__TASK OBJECTIVE__
Resume the essay below on making wording mistakes in public as a Disabled advocate, picking up right after its final sentence.

__SELECTED TEXT__

I wonder what it would be like to get all (or even most) of your words right

I realised tonight while preparing notes for Monday’s Legislative Council inquiry hearing that I have been, for months, calling it a Senate inquiry. Fark.

In the Riff, 10 minutes before my biopsy on Thursday, working - to distract myself.

My brain does things like this regularly, often in public, and it drives me up the wall. I still have a substantial amount of internalised ableism when it comes to my learning Disabilities. I cringe - physically cringe - when I realise I have made a mistake in my wording like this.

I feel like crying and my face goes hot when I make mistakes in public; mistakes of understanding, comprehension, wording and attention. Just slow down and prepare more carefully is the advice I’ve been given by well-meaning people my whole life.

This advice works for Neurotypical people. It does not work for many, many Neurodivergent people.

Lapses in attention, differences in one’s ability to comprehend and interpret, express and respond are usually involuntary: and can loom so significantly in the life of so many Neurodivergent people - the shame around these things, the discrimination, the stigma, the terror of being laughed at in private, or in public, by others - that they stop participating.

I do not.

I realised maybe about a year ago that if I planned to make any kind of difference in the world as an advocate, I needed to be prepared to be laughed at. Mocked. Disliked. Abused. Cast out.

I knew this would happen because it has happened since I was a tiny child. My differences have always attracted at the very least, derision, and at the most - institutionalisation, violence, threats to my care of my child.

I decided I would do it anyway, regardless of this.

I understand I will always make mistakes aloud, because I am Disabled. In taking up space anyway - with all of my fumbles going along with me for the ride - I am choosing to carve a path for my peers who also make frequent mistakes like this…

…and yet are competent, worthy leaders with a lot to contribute.

__Source data__
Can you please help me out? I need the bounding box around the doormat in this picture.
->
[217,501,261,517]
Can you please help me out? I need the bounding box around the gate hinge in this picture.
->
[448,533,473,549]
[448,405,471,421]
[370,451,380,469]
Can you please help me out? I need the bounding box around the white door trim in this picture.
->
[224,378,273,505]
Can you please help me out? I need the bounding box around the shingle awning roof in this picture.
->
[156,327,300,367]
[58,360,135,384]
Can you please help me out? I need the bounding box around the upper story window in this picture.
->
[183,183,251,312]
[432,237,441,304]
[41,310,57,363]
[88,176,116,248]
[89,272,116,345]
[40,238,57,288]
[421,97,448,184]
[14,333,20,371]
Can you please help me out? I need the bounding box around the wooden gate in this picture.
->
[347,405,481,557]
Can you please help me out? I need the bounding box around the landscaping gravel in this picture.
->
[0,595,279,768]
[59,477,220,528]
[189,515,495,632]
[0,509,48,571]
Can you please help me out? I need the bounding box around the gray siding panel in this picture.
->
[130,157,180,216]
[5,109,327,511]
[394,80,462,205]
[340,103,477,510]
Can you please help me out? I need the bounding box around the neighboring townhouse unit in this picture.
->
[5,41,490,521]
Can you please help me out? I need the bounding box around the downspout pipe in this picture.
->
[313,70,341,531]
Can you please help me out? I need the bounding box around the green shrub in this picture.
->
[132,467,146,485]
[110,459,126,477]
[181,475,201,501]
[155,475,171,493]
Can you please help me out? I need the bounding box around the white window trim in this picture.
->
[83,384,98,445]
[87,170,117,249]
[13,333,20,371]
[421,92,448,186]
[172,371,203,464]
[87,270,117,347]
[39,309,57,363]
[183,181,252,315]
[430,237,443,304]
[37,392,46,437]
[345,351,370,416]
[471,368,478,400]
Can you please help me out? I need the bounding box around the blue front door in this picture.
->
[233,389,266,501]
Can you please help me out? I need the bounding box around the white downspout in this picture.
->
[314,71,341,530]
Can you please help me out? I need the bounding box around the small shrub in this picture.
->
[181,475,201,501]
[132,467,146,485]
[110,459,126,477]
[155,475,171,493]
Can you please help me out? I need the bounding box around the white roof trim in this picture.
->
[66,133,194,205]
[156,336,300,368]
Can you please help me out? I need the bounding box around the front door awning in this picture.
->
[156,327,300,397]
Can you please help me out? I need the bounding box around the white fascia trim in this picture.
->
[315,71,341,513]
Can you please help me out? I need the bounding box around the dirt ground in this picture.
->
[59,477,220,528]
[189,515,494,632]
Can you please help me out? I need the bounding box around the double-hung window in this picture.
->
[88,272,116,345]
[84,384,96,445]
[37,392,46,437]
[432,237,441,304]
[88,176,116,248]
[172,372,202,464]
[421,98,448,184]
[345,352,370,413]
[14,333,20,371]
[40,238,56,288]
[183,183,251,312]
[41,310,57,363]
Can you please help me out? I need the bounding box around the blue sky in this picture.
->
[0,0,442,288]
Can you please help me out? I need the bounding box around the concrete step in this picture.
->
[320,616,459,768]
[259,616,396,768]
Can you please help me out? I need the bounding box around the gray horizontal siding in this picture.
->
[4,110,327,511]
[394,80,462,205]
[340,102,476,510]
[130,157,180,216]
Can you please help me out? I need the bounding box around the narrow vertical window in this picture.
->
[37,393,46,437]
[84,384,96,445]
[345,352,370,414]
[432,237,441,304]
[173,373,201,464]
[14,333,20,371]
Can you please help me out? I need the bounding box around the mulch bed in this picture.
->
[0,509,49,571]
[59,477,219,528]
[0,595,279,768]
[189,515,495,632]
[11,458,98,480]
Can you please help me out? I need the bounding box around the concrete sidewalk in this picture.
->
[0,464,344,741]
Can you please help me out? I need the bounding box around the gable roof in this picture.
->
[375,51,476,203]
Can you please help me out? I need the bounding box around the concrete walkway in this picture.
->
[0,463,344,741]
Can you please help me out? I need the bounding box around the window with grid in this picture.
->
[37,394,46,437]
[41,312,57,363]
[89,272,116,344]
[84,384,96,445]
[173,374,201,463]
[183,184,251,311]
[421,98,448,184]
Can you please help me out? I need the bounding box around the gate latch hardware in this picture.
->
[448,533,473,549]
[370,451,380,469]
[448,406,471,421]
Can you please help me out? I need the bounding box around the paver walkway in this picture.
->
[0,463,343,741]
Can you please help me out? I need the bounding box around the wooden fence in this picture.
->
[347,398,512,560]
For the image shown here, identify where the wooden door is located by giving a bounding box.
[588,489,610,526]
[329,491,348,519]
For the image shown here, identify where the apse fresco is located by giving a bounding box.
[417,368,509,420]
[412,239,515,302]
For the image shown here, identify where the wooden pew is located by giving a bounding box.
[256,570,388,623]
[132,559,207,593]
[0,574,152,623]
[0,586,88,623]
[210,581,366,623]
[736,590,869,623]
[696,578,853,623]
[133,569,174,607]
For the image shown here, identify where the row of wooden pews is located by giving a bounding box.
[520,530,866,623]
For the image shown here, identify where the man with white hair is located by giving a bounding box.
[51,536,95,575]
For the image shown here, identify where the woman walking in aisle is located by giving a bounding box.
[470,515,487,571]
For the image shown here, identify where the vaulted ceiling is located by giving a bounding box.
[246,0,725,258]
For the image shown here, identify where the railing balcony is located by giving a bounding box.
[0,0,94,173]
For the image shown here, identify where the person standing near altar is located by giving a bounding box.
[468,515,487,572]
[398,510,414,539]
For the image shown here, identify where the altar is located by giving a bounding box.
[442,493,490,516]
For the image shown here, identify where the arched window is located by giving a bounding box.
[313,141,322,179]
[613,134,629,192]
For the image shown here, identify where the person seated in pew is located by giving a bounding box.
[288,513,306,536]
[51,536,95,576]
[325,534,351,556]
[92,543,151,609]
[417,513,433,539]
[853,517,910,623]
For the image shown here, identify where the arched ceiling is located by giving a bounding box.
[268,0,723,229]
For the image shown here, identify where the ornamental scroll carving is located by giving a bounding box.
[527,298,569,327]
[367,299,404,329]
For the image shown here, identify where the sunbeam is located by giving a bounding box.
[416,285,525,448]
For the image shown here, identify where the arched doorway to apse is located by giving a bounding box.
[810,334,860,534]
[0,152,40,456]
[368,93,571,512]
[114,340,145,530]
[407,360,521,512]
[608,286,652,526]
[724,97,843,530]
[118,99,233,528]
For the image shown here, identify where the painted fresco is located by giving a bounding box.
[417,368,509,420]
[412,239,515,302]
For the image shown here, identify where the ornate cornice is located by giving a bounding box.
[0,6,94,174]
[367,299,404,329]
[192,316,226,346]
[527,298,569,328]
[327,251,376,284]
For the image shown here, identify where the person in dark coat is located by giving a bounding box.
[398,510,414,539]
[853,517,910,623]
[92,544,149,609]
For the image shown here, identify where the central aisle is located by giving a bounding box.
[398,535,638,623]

__OUTPUT OF THE TASK__
Until and unless our politics in Australia is ready for brains that wander and wax and wane, we will not have justice. Until we have a readiness to approach all people with equity; to see the dyslexic and the Autistic and the intellectually Disabled person as our equal, and not our tolerated side-kick or charity case, we will not have justice.

It isn’t nice that Disabled people show up and ‘have their say’. We are showing up to take back power. We are not here to be given a slice of your time; you the arbiter of the system. We are here to re-design the system so it is fit for Disabled purpose.

So even though I have called this very critical engagement opportunity on behalf of my community the entirely wrong thing, for months, I have decided it is unimportant that I have: and I am breathing through the shame I was taught to feel.

The names of groups of decision-makers, after all, are far less important than the decisions they make. This is what it comes down to, isn’t it?

The content of our characters; and the wisdom of our principles.

For this reason, I will forever prefer to spend my time with the powerless in my community who treat each other with respect and mutual dignity, than the powerful who get all their words right: but have nothing of substance to offer from their hearts.

I told a colleague about this bungle of wording. “The thing that bothers me is not that I got the word wrong,” I said, “But that those close to decisions watching my advocacy, our advocacy, would look at this and smile to themselves - deciding that I am inferior to them. That they are better than me.”

“That makes sense. They are not, also.”

I know they are not. But do they understand this? I don’t think so. The greatest problem we have in Australia is that those close to decisions see themselves as fundamentally different, separate and better than Disabled people. This is the essence of segregation; and it is counter to the progress of rights.

Rights are about equity.

I would rather be a person who gets my words wrong, to be frank. Perhaps it is only those of us who understand what it is to be seen as less, who have the tools needed to reform a world in which that is allowed to happen routinely. Perhaps it is true now, as it always has been, that it is those outside and below, who must rise until we those on top and inside power, abdicate and/or share.

Viva la revolucion, my friends. Viva.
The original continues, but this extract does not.